* BEGIN Material provided *

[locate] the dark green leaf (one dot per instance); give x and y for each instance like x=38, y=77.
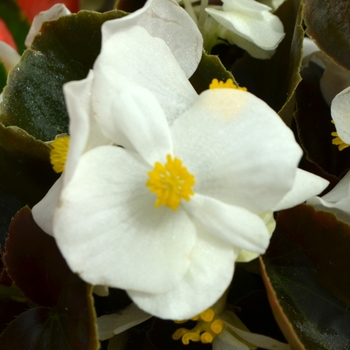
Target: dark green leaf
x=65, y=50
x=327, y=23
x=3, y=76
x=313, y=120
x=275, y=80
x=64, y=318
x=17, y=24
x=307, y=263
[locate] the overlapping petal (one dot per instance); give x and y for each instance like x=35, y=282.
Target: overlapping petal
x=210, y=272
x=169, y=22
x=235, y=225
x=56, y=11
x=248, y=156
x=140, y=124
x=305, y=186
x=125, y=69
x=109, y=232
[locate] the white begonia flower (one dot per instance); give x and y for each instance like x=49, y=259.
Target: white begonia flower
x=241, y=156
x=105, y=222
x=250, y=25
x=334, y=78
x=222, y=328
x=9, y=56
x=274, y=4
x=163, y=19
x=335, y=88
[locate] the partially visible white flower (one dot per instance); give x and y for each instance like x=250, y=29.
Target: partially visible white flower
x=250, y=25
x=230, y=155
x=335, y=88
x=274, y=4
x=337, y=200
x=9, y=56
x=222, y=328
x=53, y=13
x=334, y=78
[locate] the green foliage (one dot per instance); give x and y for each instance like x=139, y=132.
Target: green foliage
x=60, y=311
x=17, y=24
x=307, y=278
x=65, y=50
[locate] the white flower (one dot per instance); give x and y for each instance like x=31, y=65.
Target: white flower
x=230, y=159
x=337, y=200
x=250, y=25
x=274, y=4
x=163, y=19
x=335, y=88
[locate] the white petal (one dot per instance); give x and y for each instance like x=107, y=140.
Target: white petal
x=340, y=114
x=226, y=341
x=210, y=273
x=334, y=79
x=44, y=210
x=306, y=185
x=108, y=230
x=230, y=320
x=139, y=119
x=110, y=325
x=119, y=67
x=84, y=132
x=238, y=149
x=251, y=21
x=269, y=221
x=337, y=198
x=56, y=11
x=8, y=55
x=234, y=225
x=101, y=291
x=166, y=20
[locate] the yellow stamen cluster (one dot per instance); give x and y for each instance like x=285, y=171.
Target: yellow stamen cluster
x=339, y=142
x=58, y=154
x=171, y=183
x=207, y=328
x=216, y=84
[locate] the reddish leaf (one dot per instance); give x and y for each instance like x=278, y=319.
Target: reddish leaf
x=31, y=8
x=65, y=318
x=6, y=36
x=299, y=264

* END Material provided *

### Stated task:
Return all of the items above verbatim, leaving out the picture.

### Correct result:
[locate] the dark green leaf (one dot per instance); give x and y for each instance like x=38, y=77.
Target: dark green leaf
x=65, y=50
x=327, y=23
x=3, y=76
x=313, y=120
x=275, y=80
x=64, y=318
x=17, y=24
x=307, y=263
[locate] the overlapping petal (one dot per instance); give x and y for each instance like x=35, y=282.
Target: overlapping petal
x=210, y=272
x=169, y=22
x=235, y=225
x=56, y=11
x=248, y=156
x=140, y=124
x=305, y=186
x=125, y=69
x=109, y=232
[locate] the white begonia flower (one dot per instance); give x and y for each instance like x=49, y=259.
Target: white begonia flower
x=241, y=156
x=105, y=222
x=250, y=25
x=334, y=78
x=222, y=328
x=9, y=56
x=274, y=4
x=163, y=19
x=335, y=88
[locate] the partially visible white flower (one dot per instance); give x and y for each instance like x=250, y=29.
Target: partially visible white flower
x=250, y=25
x=230, y=155
x=335, y=88
x=274, y=4
x=337, y=200
x=9, y=56
x=222, y=328
x=53, y=13
x=334, y=78
[locate] the green foliage (one dot per instance); give x and y for each instance like x=139, y=132.
Target: green foliage
x=60, y=311
x=17, y=24
x=307, y=278
x=65, y=50
[locate] the white flower (one dot per instance); give x and y for each instance like x=31, y=65.
Target: white flower
x=230, y=159
x=337, y=200
x=250, y=25
x=274, y=4
x=163, y=19
x=335, y=88
[locate] the white petal (one dot per instance); give x and y for each instance like x=107, y=140.
Target: white petal
x=340, y=114
x=226, y=341
x=210, y=273
x=334, y=79
x=44, y=210
x=306, y=185
x=108, y=230
x=230, y=320
x=139, y=119
x=110, y=325
x=119, y=67
x=84, y=132
x=238, y=149
x=251, y=21
x=269, y=221
x=337, y=198
x=56, y=11
x=8, y=55
x=234, y=225
x=101, y=291
x=166, y=20
[locate] the yellow stamen cluster (one dot per instance); give x and y for each instance like x=285, y=171.
Target: yellow stamen cluster
x=339, y=142
x=58, y=154
x=171, y=183
x=207, y=328
x=216, y=84
[locate] the reddish leaf (one dot per instance); give x and y for each instance like x=278, y=319.
Target: reddish leaf
x=31, y=8
x=65, y=318
x=6, y=36
x=299, y=264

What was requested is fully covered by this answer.